- **Requirements**
Extract every line below that contains the string "bare" and copy each such line in full.

-- START OF Material to process --

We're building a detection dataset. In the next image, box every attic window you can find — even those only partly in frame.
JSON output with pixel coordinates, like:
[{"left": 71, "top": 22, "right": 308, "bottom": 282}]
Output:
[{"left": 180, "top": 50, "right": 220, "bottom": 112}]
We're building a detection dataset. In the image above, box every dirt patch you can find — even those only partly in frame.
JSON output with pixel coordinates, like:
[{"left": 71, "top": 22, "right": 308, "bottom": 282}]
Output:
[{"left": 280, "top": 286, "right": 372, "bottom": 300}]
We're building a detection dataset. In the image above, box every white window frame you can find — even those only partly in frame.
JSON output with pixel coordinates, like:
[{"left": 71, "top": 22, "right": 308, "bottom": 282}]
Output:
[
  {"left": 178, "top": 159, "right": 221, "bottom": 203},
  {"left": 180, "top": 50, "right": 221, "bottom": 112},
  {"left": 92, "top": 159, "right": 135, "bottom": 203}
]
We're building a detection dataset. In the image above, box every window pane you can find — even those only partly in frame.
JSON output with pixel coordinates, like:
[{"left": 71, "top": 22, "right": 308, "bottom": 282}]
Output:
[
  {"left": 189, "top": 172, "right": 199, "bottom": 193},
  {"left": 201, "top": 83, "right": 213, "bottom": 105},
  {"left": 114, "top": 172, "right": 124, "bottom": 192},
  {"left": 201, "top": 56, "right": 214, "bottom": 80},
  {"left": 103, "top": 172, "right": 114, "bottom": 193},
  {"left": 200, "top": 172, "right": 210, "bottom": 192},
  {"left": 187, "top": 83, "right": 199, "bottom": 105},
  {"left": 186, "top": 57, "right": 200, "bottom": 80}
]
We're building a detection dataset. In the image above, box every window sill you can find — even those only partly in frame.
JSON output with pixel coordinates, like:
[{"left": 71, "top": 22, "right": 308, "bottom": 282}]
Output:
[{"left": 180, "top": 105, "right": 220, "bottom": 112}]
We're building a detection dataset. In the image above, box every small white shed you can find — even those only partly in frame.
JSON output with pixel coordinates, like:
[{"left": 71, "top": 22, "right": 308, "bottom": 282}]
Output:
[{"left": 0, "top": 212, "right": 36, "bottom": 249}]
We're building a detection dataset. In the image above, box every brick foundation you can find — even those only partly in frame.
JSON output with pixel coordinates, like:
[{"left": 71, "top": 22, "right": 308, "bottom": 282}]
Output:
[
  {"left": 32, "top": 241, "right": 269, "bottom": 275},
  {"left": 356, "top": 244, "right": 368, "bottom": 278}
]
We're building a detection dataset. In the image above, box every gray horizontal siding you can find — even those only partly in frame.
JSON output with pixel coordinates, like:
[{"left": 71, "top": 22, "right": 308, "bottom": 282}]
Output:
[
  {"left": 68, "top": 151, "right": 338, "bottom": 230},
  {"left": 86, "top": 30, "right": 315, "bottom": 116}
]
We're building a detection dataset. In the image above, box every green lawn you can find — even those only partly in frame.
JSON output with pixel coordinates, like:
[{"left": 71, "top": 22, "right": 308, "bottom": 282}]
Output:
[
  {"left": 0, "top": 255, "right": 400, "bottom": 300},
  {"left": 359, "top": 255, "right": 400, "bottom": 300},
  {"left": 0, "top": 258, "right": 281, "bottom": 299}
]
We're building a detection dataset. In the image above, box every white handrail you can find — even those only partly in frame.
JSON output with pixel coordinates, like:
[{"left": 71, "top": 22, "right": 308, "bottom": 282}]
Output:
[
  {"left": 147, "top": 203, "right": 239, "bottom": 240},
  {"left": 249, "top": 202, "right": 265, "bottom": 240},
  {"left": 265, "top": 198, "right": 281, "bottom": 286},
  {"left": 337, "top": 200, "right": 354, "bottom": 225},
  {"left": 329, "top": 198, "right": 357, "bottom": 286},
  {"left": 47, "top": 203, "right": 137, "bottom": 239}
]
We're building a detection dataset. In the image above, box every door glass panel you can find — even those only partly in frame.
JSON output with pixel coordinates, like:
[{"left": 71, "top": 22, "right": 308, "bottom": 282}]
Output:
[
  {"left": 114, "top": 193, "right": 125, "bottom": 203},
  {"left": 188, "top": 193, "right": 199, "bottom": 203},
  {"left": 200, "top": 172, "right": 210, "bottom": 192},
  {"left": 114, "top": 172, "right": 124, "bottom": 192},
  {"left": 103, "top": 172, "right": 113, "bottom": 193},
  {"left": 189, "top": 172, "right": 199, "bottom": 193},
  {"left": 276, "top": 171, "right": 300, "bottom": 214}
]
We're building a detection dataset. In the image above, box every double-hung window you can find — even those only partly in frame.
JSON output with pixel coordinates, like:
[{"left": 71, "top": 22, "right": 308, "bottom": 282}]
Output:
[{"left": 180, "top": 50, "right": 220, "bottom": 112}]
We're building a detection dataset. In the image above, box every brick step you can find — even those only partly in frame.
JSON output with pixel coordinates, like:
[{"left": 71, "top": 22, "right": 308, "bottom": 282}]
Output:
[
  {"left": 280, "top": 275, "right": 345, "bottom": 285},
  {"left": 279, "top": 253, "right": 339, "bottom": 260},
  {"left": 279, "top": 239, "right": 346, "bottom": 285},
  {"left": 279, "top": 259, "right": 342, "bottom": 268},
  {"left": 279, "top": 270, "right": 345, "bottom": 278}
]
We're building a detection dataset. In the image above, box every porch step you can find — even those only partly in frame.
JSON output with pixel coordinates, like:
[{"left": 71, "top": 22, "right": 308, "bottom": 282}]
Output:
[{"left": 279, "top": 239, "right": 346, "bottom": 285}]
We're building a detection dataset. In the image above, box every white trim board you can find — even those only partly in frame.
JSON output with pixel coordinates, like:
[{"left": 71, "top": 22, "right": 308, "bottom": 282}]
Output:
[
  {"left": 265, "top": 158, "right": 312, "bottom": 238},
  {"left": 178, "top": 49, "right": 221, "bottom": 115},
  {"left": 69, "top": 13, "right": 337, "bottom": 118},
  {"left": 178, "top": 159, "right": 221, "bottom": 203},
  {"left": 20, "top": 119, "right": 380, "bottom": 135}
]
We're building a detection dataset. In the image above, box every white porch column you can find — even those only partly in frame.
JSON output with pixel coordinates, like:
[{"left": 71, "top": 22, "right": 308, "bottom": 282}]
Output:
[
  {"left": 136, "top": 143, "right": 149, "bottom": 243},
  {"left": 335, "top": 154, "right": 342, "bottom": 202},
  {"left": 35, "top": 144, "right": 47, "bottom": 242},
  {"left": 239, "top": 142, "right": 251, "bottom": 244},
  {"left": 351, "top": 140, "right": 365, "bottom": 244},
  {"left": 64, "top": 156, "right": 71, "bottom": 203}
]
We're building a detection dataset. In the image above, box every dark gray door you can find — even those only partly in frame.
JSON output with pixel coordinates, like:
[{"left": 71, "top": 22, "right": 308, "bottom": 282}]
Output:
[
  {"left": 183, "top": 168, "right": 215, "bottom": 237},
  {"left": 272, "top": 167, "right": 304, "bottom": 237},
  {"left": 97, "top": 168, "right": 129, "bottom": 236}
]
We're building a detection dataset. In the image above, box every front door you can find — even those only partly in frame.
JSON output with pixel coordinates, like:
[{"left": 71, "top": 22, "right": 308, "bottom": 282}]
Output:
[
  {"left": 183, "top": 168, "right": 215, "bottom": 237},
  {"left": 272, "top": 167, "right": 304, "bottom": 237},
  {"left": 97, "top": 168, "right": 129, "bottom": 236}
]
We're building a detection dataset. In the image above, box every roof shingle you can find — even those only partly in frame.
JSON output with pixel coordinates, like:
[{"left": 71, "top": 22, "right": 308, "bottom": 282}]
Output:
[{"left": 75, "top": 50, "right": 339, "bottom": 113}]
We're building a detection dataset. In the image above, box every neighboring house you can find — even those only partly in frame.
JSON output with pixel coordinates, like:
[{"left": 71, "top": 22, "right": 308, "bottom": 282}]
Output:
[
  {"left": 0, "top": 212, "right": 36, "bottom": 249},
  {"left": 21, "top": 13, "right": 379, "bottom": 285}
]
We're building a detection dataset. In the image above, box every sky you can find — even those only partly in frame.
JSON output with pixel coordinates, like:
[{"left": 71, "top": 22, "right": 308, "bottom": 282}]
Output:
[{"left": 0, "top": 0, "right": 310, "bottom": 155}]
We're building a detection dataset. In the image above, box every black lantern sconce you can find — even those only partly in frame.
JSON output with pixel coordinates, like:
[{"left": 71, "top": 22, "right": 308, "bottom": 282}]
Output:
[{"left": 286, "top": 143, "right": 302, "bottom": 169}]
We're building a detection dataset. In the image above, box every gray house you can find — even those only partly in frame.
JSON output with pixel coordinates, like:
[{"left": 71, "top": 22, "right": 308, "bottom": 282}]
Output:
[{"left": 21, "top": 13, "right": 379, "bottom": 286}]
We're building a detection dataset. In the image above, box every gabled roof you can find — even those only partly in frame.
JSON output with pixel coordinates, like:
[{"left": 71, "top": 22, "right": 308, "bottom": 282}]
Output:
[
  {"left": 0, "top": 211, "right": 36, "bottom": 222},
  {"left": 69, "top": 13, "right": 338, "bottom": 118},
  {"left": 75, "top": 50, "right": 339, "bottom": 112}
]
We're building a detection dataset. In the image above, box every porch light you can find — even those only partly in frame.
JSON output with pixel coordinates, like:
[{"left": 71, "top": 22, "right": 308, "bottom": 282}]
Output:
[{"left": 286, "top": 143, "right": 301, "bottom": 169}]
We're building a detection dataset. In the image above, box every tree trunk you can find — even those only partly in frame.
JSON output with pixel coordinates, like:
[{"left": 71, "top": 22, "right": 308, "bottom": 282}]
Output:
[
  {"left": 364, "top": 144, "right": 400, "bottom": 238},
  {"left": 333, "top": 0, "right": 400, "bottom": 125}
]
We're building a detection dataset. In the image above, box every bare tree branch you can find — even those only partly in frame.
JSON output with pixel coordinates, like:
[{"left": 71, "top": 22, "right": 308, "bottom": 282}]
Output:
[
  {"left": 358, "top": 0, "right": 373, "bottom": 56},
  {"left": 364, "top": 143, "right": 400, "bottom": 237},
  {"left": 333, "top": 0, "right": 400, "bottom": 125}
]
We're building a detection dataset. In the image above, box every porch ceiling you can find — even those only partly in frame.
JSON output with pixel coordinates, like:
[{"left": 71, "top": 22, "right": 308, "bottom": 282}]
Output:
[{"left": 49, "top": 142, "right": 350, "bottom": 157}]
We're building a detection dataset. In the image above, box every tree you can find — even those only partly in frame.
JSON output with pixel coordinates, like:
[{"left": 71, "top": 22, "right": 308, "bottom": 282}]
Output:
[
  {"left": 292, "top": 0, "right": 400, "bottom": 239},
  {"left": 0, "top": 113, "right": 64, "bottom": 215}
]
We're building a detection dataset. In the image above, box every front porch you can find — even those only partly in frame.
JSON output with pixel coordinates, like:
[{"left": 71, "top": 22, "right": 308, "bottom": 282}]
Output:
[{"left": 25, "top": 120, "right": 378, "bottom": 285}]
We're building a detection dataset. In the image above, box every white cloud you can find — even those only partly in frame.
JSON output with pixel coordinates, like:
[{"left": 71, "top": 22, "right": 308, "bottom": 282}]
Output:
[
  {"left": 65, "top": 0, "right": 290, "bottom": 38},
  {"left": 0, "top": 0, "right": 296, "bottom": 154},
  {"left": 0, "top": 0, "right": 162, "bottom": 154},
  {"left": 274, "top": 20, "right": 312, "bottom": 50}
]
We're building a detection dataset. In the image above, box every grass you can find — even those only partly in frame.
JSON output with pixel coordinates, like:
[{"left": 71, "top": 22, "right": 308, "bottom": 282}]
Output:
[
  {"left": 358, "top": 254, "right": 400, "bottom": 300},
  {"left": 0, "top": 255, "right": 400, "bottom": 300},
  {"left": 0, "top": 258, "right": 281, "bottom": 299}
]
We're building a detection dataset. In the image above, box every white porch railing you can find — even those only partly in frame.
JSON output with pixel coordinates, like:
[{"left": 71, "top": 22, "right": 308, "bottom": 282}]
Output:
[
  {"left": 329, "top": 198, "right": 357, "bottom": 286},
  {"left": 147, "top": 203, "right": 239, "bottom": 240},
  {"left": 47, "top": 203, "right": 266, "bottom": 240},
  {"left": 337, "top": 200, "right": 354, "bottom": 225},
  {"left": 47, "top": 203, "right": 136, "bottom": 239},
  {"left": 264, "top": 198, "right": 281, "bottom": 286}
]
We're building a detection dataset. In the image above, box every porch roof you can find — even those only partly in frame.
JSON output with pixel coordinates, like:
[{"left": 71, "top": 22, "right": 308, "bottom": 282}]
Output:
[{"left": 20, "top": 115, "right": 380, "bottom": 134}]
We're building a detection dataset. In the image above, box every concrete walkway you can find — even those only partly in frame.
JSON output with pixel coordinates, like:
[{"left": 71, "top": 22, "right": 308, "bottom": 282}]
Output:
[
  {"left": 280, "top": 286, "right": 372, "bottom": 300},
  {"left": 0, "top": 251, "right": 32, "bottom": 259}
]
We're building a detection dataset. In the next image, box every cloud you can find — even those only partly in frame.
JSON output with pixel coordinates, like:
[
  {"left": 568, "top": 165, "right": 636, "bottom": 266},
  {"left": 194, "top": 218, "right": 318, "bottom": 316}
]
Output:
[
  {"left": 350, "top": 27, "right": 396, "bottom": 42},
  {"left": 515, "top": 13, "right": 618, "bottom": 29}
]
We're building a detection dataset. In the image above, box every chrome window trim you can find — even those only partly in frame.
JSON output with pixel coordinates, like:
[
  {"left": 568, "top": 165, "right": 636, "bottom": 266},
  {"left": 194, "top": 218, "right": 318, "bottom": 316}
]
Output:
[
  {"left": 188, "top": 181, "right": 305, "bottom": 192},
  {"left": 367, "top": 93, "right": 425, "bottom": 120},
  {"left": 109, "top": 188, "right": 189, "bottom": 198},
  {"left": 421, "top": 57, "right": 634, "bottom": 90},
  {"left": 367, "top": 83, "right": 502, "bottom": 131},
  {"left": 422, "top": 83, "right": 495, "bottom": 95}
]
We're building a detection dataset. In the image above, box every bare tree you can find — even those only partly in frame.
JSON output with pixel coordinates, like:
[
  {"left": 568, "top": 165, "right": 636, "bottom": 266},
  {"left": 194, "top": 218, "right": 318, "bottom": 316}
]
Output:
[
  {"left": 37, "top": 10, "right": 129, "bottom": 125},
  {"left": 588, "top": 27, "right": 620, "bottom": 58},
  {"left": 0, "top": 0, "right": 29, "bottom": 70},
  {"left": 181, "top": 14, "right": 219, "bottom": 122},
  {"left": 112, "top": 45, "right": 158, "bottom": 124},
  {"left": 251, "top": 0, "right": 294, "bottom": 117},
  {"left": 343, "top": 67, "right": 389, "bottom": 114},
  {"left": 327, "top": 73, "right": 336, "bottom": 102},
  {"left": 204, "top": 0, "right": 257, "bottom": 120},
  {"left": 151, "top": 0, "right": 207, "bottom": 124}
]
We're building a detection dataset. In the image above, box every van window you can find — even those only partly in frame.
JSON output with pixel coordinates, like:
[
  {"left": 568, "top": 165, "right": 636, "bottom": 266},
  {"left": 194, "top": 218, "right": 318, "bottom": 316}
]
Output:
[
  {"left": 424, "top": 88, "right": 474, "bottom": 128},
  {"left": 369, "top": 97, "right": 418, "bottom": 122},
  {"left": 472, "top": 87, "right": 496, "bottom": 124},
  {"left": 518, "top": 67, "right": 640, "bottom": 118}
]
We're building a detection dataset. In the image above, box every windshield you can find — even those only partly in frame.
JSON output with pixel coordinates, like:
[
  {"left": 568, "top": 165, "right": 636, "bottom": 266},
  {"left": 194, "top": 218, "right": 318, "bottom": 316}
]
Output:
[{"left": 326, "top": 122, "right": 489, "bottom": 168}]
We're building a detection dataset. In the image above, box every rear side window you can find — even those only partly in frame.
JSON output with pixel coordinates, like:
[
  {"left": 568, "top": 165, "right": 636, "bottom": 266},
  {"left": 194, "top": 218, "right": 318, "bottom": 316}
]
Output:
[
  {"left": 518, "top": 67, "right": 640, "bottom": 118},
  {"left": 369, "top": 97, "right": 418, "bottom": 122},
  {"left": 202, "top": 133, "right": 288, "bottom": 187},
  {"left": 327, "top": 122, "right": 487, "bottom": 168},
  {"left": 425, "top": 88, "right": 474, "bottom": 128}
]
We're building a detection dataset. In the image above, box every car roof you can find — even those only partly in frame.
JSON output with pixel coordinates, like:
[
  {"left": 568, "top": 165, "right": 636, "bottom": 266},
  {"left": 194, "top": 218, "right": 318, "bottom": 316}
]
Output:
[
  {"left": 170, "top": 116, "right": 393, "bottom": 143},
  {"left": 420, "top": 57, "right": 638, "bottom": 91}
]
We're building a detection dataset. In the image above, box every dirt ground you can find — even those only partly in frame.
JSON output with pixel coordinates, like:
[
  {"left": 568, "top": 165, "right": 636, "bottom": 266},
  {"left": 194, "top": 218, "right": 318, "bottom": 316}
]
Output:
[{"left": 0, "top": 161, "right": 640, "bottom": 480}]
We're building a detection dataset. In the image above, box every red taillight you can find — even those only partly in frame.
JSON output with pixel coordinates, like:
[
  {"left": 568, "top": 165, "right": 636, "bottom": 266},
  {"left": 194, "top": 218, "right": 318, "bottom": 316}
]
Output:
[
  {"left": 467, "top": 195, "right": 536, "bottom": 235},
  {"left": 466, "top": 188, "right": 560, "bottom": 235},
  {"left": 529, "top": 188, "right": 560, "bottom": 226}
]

-- END OF Material to process --

- **Result for this exercise**
We're building a detection dataset. In the image above, box every bare tree branch you can find — even those only partly in frame.
We're building a detection dataset. In the image above, box every bare tree you can find — even those only partly in frame.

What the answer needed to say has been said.